··· Source material

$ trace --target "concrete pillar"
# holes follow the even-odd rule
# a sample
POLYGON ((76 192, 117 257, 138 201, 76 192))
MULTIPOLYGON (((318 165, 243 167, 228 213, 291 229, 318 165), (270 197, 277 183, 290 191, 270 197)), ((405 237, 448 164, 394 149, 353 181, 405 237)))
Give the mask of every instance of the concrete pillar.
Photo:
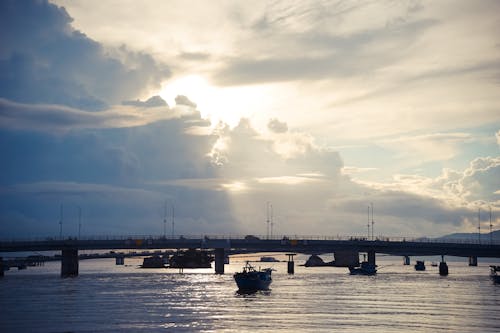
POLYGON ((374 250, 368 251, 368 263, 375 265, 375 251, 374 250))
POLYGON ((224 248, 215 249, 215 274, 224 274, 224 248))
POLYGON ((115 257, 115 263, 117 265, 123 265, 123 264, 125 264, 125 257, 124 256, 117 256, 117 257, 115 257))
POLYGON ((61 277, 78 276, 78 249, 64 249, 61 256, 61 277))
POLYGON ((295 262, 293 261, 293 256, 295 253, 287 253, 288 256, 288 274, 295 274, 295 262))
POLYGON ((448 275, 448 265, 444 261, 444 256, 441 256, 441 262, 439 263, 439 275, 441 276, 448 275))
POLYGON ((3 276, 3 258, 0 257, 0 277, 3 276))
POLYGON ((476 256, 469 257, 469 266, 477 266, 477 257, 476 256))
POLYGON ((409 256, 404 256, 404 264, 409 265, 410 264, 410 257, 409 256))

······

For each record above, write it out exactly and omit any picture.

$ trace --target "concrete pillar"
# holes follow the even-odd rule
# a sample
POLYGON ((76 192, 117 257, 138 201, 76 192))
MULTIPOLYGON (((318 165, 243 167, 228 213, 291 229, 318 165), (270 197, 277 183, 290 191, 270 197)), ((405 237, 448 164, 394 149, 353 181, 405 237)))
Give the mask of every instance of the concrete pillar.
Photo:
POLYGON ((374 250, 368 251, 368 263, 375 265, 375 251, 374 250))
POLYGON ((224 248, 215 249, 215 274, 224 274, 224 248))
POLYGON ((115 257, 115 263, 117 265, 123 265, 123 264, 125 264, 125 257, 124 256, 117 256, 117 257, 115 257))
POLYGON ((61 277, 78 276, 78 249, 64 249, 61 256, 61 277))
POLYGON ((295 262, 293 261, 293 256, 295 253, 287 253, 288 256, 288 274, 295 274, 295 262))
POLYGON ((448 275, 448 265, 444 261, 444 256, 441 256, 441 262, 439 263, 439 275, 441 276, 448 275))
POLYGON ((3 276, 3 258, 0 257, 0 277, 3 276))
POLYGON ((476 256, 469 257, 469 266, 477 266, 477 257, 476 256))
POLYGON ((409 256, 404 256, 404 264, 409 265, 410 264, 410 257, 409 256))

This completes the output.